■ Task list ■
1. Reproduce word for word the stretch of the article on Bengal's new BJP government from "Even as the" through "fiercest political battles.".
2. Answer these questions from the article on Bengal's new BJP government:
(a) Who announced the date and time of the oath-taking?
(b) At what venue will the new government take oath?
(c) By how many votes did Adhikari beat Banerjee at Bhabanipur?

■ Text provided ■
++++++++++++++++++++
The ceremony, scheduled to begin at 10 am, is expected to witness the presence of Prime Minister Narendra Modi, Union Home Minister Amit Shah, BJP president Nitin Nabin, several Union ministers and chief ministers of BJP- and NDA-ruled states, party sources said.
“The new BJP government will take oath on May 9 at 10 am at Brigade Parade Ground,” state BJP president Samik Bhattacharya announced on Wednesday.
Even as the BJP leadership kept its cards close to the chest on the chief ministerial face, Leader of the Opposition Suvendu Adhikari has emerged as a frontrunner in internal discussions after cementing his position as the party’s principal mass leader in Bengal politics.
Adhikari, once among Mamata Banerjee’s closest lieutenants and a key architect of the TMC’s rural expansion in districts such as Purba Medinipur, crossed over to the BJP ahead of the 2021 assembly elections and went on to defeat Banerjee in Nandigram in one of Bengal’s fiercest political battles.
Five years later, he again found himself at the centre of Bengal’s political churn by beating Banerjee in her own turf at Bhabanipur by over 15,000 votes.
Other names for the CM post doing the rounds include Bhattacharya, Union minister Sukanta Majumdar and former Rajya Sabha MP Swapan Dasgupta, though party insiders indicated that the leadership was inclined towards projecting a “bhumiputra” face rooted in Bengal’s linguistic and cultural ethos.
++++++++++++++++++++
■ Data provided ■
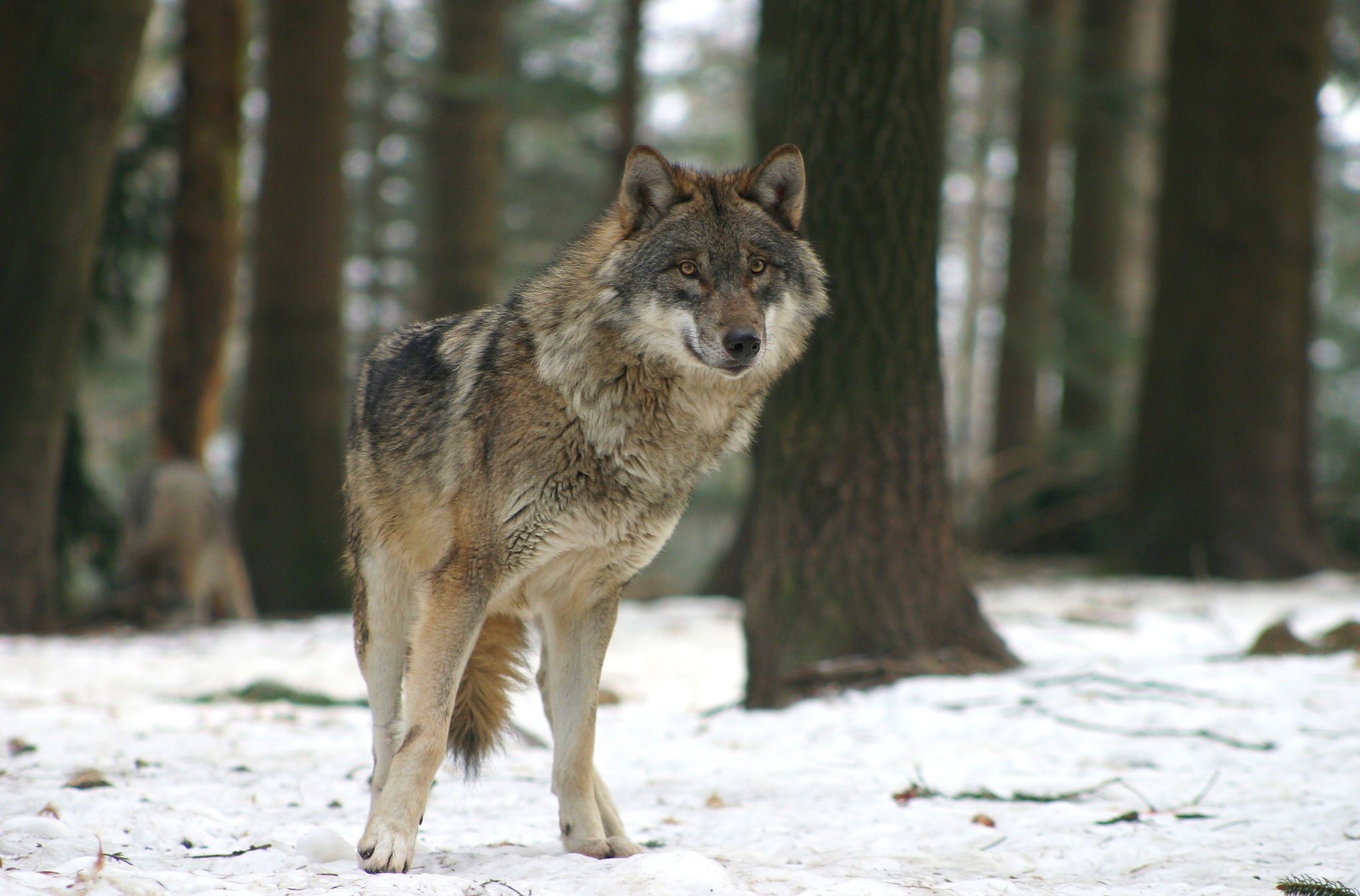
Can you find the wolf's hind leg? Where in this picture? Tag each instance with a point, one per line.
(446, 627)
(386, 607)
(574, 645)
++++++++++++++++++++
■ Results ■
1.
Even as the BJP leadership kept its cards close to the chest on the chief ministerial face, Leader of the Opposition Suvendu Adhikari has emerged as a frontrunner in internal discussions after cementing his position as the party’s principal mass leader in Bengal politics.
Adhikari, once among Mamata Banerjee’s closest lieutenants and a key architect of the TMC’s rural expansion in districts such as Purba Medinipur, crossed over to the BJP ahead of the 2021 assembly elections and went on to defeat Banerjee in Nandigram in one of Bengal’s fiercest political battles.

2.
(a) Samik Bhattacharya, the state BJP president
(b) Brigade Parade Ground
(c) Over 15,000 votes